*What you need to do*
**A.** Summarize the notebook excerpt in two sentences.
**B.** In one or two sentences, explain why the notebook excerpt says that running Bayesian inference algorithms has become much easier.
**C.** Return, unchanged, the part of the notebook excerpt that opens with the words containing "## Introduction" and closes with "a lot easier.".

In [1]:
#math and linear algebra stuff
import numpy as np

#Math and linear algebra stuff
import scipy.stats as scs

#plots
import matplotlib as mpl
mpl.rcParams['figure.figsize'] = (16.0, 9.0)
#mpl.rc('text', usetex = True)
import matplotlib.pyplot as plt
%matplotlib inline

# Normalizing flows for Deep Learning

## Introduction

This notebook is somehow a follow up the InformationTheoryOptimization notebook. Many more basic concepts exposed there will be used here. But we will give a short reminder.

## Definitions

### Bayes theorem

Although Bayesian statistics is not really a novel approach, the recent rise of probabilistic programming libraries, availability of a lot of data, and powerful computer to run markov chains, made the tedious task of running bayesian inference algorithms a lot easier.

Let's recall some simple elements about the Bayes theorem that we have been in other notebooks:

For two given random variables, $X$ and $Y$, we can write :
\begin{equation}
    P(\theta|x) = \frac{P(x|\theta)P(\theta)}{P(x)}
\end{equation}


We could use a slightly more formal version, that includes a model $\mathcal{M}$ that we believe is the underlying model for the random variable $x$, parametrized by $\theta$

\begin{equation}
    P(\theta|x,\mathcal{M}) = \frac{P(x|\theta, \mathcal{M})P(\theta|\mathcal{M})}{P(x|\mathcal{M})}
\end{equation}

* Usually, $\theta$ is the random variable that we would like to caracterize. It usually consist in a set of parameters for a given statistical model (mean and variance for a normal distribution for instance).

* On the contrary $x$, called the evidence, is usually derived from a known dataset, or from sampling a real life process. We will see shortly how we can define an empirical distribution from a set of samples. 

* We call $P(x|\theta)$ the likelihood of $x$, given the model distribution  $\theta$. This is the likelihood (or its logarithm) we tried to maximize with various instances of expectation maximization algorithm in the InformationTheory notebook by finding the optimal model parameters $\theta$.
Maximum likelihood had some success in the past for some instance of problems where likelihood or its logarithm were concave and differentiable, and a gradient based methods allowed to find a global maximum.

* We call $P(\theta|x)$ the posterior distribution of $\theta$, given a known (usually empirical distribution of data) $x$. As opposite to the prior, it gives an idea of the probability of the model AFTER some data ($x$) has been seen.

* We call $P(\theta)$ the a-priori distribution for the variable $\theta$. This one can be derived if we have a-priori knowledge on the model parameters $\theta$, it may consist in apriori knowledge of some surrogate parameters that we integrate as a marginal distribution and scale. A prior usually allows us to compute the probability of a given set of parameters $\theta \in \mathbb{R}^n$ that feed the model $\mathcal{M}$.

*Stored data*
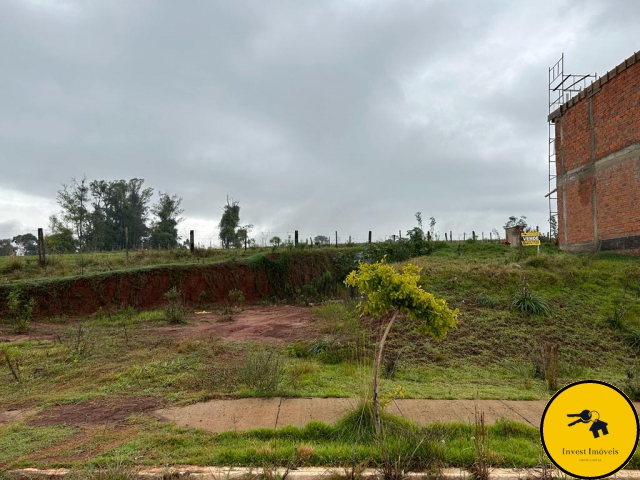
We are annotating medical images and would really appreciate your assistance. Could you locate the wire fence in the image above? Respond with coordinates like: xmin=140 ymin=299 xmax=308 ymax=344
xmin=0 ymin=227 xmax=551 ymax=255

*Replies*
**A.** The notebook excerpt presents itself as a follow-up to the InformationTheoryOptimization notebook and recalls Bayes' theorem, including a more formal version that conditions on a model $\mathcal{M}$ parametrized by $\theta$. It then describes $\theta$ as the model parameters to characterize and $x$ as the evidence derived from data, and it defines the likelihood $P(x|\theta)$, the posterior $P(\theta|x)$ and the prior $P(\theta)$.

**B.** Several recent developments have made this tedious task much easier: probabilistic programming libraries have become widespread, a lot of data is now available, and there are powerful computers to run Markov chains.

**C.**
## Introduction

This notebook is somehow a follow up the InformationTheoryOptimization notebook. Many more basic concepts exposed there will be used here. But we will give a short reminder.

## Definitions

### Bayes theorem

Although Bayesian statistics is not really a novel approach, the recent rise of probabilistic programming libraries, availability of a lot of data, and powerful computer to run markov chains, made the tedious task of running bayesian inference algorithms a lot easier.